--- Start ---

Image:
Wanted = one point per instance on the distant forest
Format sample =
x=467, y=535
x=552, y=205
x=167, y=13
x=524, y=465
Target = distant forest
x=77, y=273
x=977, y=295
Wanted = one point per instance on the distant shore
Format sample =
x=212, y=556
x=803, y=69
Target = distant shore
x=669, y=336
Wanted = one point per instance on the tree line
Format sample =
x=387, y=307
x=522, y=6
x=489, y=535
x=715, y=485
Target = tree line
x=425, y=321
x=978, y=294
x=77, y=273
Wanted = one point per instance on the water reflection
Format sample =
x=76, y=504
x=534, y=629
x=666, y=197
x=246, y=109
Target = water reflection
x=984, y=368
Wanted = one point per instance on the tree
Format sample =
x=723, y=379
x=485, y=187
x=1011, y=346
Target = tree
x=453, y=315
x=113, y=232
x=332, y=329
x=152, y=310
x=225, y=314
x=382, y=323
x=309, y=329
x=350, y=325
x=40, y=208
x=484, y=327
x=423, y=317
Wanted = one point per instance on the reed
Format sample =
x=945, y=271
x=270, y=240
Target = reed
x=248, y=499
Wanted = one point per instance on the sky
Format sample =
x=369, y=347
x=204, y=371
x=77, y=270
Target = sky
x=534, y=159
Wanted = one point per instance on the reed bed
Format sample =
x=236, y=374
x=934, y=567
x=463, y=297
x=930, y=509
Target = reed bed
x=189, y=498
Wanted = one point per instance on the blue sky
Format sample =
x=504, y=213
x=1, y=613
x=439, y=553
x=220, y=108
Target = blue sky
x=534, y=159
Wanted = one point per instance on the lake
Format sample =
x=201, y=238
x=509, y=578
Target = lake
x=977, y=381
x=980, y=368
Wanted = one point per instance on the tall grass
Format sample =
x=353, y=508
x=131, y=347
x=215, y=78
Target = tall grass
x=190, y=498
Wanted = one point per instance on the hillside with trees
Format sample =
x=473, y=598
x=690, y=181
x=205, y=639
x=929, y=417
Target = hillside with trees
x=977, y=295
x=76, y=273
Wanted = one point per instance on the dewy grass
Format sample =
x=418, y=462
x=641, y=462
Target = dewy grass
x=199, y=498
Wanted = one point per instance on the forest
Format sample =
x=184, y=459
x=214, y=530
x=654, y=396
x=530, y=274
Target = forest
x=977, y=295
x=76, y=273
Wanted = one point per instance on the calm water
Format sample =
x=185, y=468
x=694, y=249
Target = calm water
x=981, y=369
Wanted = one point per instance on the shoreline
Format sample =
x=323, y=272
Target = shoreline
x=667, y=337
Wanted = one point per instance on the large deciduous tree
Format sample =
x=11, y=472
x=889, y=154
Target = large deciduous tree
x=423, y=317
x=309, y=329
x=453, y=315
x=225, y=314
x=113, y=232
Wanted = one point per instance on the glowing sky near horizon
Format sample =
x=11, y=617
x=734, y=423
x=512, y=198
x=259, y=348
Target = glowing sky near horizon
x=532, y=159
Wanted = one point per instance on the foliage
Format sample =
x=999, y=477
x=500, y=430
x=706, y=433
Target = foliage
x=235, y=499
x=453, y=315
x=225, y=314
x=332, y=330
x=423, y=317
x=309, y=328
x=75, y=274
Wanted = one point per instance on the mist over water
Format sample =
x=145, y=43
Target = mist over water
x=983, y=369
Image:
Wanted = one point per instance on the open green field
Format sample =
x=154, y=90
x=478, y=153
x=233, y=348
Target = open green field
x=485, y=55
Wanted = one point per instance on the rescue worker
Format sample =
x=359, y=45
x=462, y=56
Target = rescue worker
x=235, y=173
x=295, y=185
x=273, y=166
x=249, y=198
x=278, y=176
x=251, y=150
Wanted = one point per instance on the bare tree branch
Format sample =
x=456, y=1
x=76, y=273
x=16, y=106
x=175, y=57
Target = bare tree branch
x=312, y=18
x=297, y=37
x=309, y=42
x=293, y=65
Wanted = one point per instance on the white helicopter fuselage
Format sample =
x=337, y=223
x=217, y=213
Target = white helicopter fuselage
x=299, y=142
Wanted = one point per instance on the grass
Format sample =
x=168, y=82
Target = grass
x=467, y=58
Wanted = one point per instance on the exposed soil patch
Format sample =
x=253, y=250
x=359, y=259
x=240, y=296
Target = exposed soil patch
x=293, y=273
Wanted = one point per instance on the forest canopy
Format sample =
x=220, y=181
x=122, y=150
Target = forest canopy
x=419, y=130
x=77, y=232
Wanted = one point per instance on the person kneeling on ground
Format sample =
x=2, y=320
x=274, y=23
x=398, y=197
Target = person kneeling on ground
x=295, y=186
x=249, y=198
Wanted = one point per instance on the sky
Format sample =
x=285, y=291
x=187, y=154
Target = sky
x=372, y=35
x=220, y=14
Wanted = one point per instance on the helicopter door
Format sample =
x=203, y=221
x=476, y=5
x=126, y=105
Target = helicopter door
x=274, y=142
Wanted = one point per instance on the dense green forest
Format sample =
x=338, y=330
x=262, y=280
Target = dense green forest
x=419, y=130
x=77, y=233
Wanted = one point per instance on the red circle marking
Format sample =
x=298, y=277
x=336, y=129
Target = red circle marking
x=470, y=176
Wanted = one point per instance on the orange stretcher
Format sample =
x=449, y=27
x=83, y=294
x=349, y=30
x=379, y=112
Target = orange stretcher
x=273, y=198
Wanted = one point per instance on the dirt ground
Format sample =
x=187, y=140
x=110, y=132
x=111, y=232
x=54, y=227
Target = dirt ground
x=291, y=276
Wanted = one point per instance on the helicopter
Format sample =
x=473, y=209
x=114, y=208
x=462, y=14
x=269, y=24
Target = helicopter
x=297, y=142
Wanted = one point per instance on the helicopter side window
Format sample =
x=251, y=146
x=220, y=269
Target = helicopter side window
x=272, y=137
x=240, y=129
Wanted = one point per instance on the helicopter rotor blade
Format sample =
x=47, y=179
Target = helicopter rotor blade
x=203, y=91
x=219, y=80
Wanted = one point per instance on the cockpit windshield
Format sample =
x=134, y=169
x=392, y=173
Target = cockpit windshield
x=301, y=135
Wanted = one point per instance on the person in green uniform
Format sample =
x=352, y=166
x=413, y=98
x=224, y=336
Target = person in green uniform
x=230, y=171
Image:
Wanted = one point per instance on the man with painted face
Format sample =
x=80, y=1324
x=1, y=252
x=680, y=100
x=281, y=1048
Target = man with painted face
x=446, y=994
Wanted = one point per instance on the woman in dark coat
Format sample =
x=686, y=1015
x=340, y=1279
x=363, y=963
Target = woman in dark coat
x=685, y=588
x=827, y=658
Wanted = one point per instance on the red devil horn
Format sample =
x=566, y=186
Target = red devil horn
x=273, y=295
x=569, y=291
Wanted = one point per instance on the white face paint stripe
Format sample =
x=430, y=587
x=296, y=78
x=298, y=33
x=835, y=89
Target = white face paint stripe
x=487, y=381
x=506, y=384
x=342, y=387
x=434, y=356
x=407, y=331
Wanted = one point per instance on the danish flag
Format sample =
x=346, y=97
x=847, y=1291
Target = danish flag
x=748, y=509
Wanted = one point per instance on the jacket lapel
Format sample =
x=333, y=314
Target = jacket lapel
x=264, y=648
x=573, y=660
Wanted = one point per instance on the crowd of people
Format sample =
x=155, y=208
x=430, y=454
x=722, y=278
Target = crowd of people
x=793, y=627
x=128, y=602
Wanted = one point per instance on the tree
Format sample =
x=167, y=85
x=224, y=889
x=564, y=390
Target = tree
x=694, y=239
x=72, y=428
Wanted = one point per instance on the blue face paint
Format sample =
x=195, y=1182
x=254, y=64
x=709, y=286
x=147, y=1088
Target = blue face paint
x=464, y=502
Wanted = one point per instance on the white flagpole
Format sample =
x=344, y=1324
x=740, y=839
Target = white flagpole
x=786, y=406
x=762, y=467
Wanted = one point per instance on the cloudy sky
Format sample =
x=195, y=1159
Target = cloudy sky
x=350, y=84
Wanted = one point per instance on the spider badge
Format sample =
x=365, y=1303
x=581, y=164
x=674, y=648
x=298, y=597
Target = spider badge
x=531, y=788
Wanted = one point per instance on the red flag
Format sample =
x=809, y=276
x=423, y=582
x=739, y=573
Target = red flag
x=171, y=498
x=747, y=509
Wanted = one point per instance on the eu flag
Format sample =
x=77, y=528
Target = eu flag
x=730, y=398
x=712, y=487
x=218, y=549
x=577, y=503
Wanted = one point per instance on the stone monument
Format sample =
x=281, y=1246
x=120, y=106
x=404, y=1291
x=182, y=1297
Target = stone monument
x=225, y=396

--- End ---

**PROBLEM DESCRIPTION**
Take the lines from the one that has "Wanted = one point per instance on the shoreline" through the one that has "x=532, y=159" and write them out again with "broadleaf" substituted for each "deciduous". Keep everything else the same.

**SOLUTION TO THIS PROBLEM**
Wanted = one point per instance on the shoreline
Format sample =
x=323, y=272
Target = shoreline
x=667, y=337
Wanted = one point per instance on the large broadleaf tree
Format sample =
x=11, y=472
x=889, y=154
Target = large broadleaf tree
x=423, y=317
x=309, y=329
x=453, y=315
x=225, y=314
x=113, y=232
Wanted = one point per instance on the glowing sky near horizon
Format sample =
x=11, y=617
x=734, y=423
x=512, y=198
x=259, y=348
Target = glowing sky near horizon
x=532, y=159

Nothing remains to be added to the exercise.